Quoted passage ▸
........

Athletes looking to build muscle mass and overweight people looking to drop a few pounds on a low carbohydrate diet often consume larger-than-normal amounts of protein. Some medical practitioners worry about the effect of large amounts of protein on the kidneys. Many recommend drinking extra fluids, especially water, if you’re following a high protein diet. In large amounts, even water can be harmful, so speak with your medical practitioner about your fluid requirements before starting a high-protein diet.
Video of the Day
High Protein Doses
A person on an average 2,000 calorie diet needs around 60 g of protein per day, The Merck Manuals Online Medical Library states. While following the Atkins Diet, which recommends a low carbohydrate intake and an increase in protein and fats, The Physician’s Committee for Responsible Medicine found that dieters took in between 120 and 143 g of protein per day, or double the recommended dose.

........

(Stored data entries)

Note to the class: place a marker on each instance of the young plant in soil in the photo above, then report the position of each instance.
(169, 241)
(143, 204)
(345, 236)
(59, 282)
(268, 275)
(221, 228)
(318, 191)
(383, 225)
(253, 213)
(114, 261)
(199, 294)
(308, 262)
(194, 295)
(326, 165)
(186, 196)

........

Task instructions ▸
[1] Translate this sentence from the article on high-protein diets into Spanish: "Some medical practitioners worry about the effect of large amounts of protein on the kidneys."
[2] Continue the article on high-protein diets, starting after its last sentence.

Answers by item number ▸
[1] Algunos profesionales médicos se preocupan por el efecto de grandes cantidades de proteína en los riñones.

[2]
When athletes consume more protein without increasing water or other fluid intake, their BUN -- or blood urea nitrogen level, which measures kidney function -- rises, Janice Palmer explains in the University of Connecticut’s April 29, 2002, issue of “Advance.” This occurs because of the extra stress placed on the kidney while eliminating the breakdown by-products of protein, which isn’t used as efficiently by your body as carbohydrate for energy. High protein intake causes the kidneys to produce more concentrated urine, the University of Connecticut, a sign of dehydration caused by the extra fluid needed to eliminate the waste products.
Types and Amounts
Even a small decrease in hydration, 2 percent, can affect your body’s ability to function, including your heart, the University of Connecticut states. People on high-protein diets need to drink more than the 8 to 10 glasses of water recommended for healthy adults. Fluids that contain caffeine, such as coffee and tea, don’t help increase hydration levels because they act as diuretics.
Increasing water intake may also help avoid another potential complication of high protein intake: kidney stones. The American Academy of Family Physicians feels that the increased dietary protein intake in the United States causes most kidney stone formation.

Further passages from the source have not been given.